>> Start
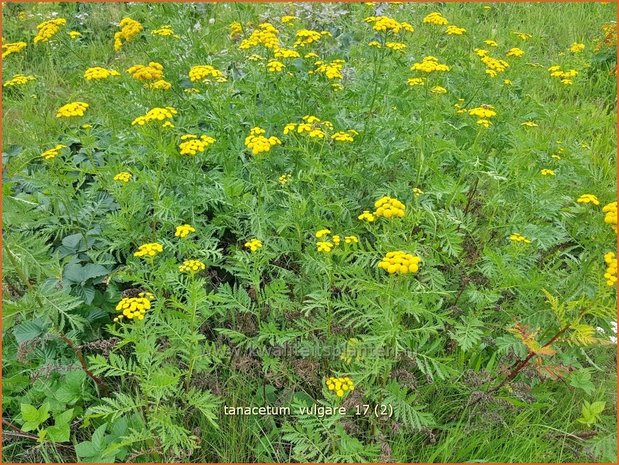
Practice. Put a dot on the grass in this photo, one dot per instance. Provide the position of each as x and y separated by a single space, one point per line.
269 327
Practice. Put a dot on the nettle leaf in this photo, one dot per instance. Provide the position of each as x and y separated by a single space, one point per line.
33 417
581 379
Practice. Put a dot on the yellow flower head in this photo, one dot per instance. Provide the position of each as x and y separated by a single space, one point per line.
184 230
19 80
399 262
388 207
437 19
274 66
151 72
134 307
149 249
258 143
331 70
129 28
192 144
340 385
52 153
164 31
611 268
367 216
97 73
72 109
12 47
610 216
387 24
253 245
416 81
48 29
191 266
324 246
>> End
>> Start
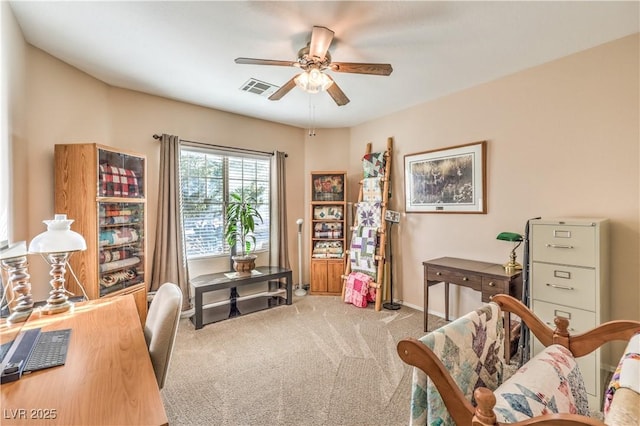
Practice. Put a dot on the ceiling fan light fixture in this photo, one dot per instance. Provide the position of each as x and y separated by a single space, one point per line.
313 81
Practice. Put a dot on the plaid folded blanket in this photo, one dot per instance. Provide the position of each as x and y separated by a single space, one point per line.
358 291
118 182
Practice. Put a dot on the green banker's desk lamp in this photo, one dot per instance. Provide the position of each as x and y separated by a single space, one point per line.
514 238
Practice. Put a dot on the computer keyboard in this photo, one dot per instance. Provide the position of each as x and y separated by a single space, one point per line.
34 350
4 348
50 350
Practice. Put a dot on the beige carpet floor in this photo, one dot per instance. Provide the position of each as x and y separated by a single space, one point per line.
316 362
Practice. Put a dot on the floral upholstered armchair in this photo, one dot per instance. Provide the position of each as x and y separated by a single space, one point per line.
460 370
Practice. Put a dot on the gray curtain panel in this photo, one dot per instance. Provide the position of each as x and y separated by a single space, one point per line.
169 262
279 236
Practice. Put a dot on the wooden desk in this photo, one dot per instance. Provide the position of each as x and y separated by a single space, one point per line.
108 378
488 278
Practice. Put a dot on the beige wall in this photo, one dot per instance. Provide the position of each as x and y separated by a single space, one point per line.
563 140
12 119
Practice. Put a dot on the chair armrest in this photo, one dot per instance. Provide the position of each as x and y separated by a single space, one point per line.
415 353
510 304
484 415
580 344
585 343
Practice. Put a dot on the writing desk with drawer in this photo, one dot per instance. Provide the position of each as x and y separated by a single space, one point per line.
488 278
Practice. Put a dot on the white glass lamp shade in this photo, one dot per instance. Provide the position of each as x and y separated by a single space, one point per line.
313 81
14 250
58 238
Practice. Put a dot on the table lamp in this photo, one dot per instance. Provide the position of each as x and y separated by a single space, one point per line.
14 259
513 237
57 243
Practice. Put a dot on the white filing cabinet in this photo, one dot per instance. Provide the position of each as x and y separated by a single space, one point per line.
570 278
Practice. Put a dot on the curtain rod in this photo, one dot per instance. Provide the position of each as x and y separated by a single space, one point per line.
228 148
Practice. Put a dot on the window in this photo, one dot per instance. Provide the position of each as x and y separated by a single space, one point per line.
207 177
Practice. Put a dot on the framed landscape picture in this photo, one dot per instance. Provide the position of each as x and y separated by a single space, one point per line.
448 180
>> End
→ **Short problem**: Copy out every line of the entries above that contains the word "curtain", matching case exactly.

→ **Response**:
Practice. Put a dot on the gray curtain panel in this photo, one dot per instance. Provide the position of each as x and y separated by a single space, one point per line.
Practice. Put a dot on the curtain rod in this photo, one dot per instance. Provide the position of each as x and y separated by a single space, one point per line.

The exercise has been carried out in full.